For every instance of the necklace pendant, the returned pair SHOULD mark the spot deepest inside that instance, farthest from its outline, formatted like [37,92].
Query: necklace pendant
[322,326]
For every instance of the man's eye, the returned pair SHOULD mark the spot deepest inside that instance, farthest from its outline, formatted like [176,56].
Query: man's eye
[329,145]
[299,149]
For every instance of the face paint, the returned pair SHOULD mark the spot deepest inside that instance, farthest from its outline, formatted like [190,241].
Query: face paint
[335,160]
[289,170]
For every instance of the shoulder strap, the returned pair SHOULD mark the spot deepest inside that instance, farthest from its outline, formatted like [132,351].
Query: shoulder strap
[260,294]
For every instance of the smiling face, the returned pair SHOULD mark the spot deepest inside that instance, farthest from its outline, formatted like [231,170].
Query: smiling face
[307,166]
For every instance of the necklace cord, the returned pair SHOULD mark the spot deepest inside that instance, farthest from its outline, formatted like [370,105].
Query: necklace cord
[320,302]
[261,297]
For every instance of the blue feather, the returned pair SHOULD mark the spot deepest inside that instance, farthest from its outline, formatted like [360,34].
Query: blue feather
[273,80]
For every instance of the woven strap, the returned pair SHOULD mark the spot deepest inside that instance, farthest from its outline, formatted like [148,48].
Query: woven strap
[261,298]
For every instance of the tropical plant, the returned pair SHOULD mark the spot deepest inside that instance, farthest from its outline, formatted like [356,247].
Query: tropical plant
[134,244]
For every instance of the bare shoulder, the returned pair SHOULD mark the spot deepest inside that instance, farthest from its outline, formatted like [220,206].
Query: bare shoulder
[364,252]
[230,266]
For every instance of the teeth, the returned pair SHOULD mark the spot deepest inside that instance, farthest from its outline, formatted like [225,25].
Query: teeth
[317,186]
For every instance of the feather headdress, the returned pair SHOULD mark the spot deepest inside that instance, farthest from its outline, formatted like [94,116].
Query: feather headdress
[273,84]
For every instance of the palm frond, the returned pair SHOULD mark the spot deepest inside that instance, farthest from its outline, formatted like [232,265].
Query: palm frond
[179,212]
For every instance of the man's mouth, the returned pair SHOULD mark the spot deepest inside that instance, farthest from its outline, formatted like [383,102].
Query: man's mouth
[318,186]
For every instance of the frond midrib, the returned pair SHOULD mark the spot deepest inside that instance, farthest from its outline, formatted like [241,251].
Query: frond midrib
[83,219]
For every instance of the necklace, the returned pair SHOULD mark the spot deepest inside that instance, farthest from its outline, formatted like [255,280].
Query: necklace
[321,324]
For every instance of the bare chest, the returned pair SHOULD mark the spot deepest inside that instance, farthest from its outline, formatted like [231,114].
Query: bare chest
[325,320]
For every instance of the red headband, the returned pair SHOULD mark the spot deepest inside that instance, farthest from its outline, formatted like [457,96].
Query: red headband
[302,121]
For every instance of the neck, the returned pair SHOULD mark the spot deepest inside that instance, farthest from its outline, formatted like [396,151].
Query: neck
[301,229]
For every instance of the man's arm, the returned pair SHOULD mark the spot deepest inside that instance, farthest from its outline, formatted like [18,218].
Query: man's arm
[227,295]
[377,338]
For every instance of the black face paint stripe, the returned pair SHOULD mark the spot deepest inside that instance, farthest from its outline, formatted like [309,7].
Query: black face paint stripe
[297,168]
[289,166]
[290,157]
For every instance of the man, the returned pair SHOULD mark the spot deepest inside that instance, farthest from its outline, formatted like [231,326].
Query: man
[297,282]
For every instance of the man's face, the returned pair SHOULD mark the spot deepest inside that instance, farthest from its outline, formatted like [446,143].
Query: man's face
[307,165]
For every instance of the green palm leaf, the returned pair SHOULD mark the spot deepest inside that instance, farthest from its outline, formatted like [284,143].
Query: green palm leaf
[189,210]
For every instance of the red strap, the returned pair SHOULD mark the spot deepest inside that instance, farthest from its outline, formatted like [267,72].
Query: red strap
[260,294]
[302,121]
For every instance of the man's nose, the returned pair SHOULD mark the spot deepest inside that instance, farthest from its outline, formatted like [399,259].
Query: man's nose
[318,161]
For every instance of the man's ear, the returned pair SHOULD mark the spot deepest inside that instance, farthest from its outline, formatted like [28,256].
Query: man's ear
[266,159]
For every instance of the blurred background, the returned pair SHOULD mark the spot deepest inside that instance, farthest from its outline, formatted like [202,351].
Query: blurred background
****************************************
* _Your instructions_:
Please print the material again in full, exactly as it is.

* _Task output_:
For every instance of the necklace pendant, the returned pair SHOULD mark the spot deepest inside that instance, farthest from its outline, formatted like [37,92].
Query: necklace pendant
[322,326]
For every instance of the man's eye, the returned pair SHOULD mark the spot deepest inside that instance, farthest from its outline, formatted like [176,56].
Query: man's eye
[329,145]
[299,149]
For every instance of the face paint, the returned pair SHOULD mark the spot deepest inside that instance, farthest from its outline, formatted like [190,241].
Query: face paint
[335,160]
[289,170]
For every instance of the shoulder strap, the returned pair SHOULD mark the spot deepest inside that instance, farthest from its outline, formatted like [132,351].
Query: shoulder strap
[260,294]
For every instance of the smiling face, the returned pair SHOULD mark the spot deepest inside that instance, farthest from its outline, formatted like [231,170].
Query: smiling face
[307,166]
For every instance of the necklace cord, the returned pair SHOULD mark the spot deepest inside that instance, farthest from its outline, formatted like [370,105].
Query: necklace cord
[320,302]
[261,297]
For every instance of the blue feather, the returned pair SHOULD mark the spot deepest inside that instance, farthest from its outline, formatted like [360,34].
Query: blue feather
[273,80]
For every instance of the woven strap, the returned pair SHOULD mark the spot deepest inside that instance, farthest from its outline, formatted like [148,48].
Query: woven strap
[261,298]
For every instance of the tropical plant, the returned pair SHOULD mark the spot deepest inside that instance, farthest from its outline, formatted like [356,247].
Query: tropical plant
[134,244]
For every instance of the bare shoulder, the returned pair SHOULD mark the spot deepest inside that instance, farthest from its outline, formatted like [220,206].
Query: bare shoulder
[364,252]
[230,266]
For every instance of the teeth, the returned pair SHOULD mark the spot deepest inside that instance, farthest from its outline, formatted like [225,25].
Query: teeth
[317,186]
For every instance of the feather headdress, the returned pair SHOULD mark the spot deepest inside that instance, farthest from its outline, formatted like [94,116].
Query: feather headdress
[273,84]
For every instance of the palm frond, the returned pair SHOULD mark the spot deepest inside that instance, farthest from its outline, formatted like [232,265].
Query: palm frond
[179,212]
For every instance of the man's mouth, the returned pair SHOULD mark the spot deepest inside that instance, farthest from its outline, formatted like [383,102].
Query: man's mouth
[318,186]
For every instance of the frond midrib, the returned pair SHOULD mark the spot deepest inside that instance, farthest from its outline, formatted like [241,251].
Query: frond midrib
[83,219]
For every instance of the necklace, the returned pair SHOULD mark the spot deepest inside that instance, farthest from its outline, formatted like [255,280].
Query: necklace
[321,324]
For every instance of the bare chest, the returned pair SHOULD mark the spot deepest inside that instance, farthest from its outline, formatted like [231,114].
Query: bare chest
[325,320]
For every instance of the red headband, the returned pair SHOULD mark the spot deepest inside that instance, farthest from its outline, formatted like [457,96].
Query: red headband
[302,121]
For every instance of the neck, the returned pair SHOULD mark the spot deepest inside that instance, farthest from its outline, formatted like [396,151].
Query: neck
[301,229]
For every instance of the man's arm, the returned pair SHOULD mark the spot deepest inside that instance, farthest from its outline, formatted like [18,218].
Query: man's arm
[227,295]
[377,338]
For every instance of the black face paint stripe, the returned pair SHOULD mark the spot deepest inside that instance, farthest from its outline, formatted like [309,7].
Query: black face paint stripe
[297,168]
[289,166]
[290,157]
For every instance of the man, the returned pair SHOULD mark the spot deepest inside that instance, farthest from its outline, formatted like [231,326].
Query: man
[297,282]
For every instance of the man's face, the returned pair SHOULD mark the spot deepest inside that instance, farthest from its outline, formatted like [446,143].
Query: man's face
[307,165]
For every instance of the green palm leaf, the returned pair SHOULD mark the spot deepest inside that instance, farthest from its outline, formatted like [284,143].
Query: green palm leaf
[189,210]
For every instance of the red strap, the returned pair SHOULD mark the spot deepest inside that instance, farthest from its outline, formatted like [267,72].
Query: red strap
[260,294]
[302,121]
For every instance of the man's nose, the returned pair SHOULD mark the spot deepest inside that instance, farthest from its outline, formatted like [399,259].
Query: man's nose
[318,161]
For every instance of the man's ear, the returned pair SHOULD mark the spot deepest inside that instance, farthest from its outline, formatted like [28,256].
Query: man's ear
[266,159]
For every instance of the blurred background, the returned pair SHOULD mark the spot deepest inside that instance, farthest from its outline, formatted like [202,351].
Query: blurred background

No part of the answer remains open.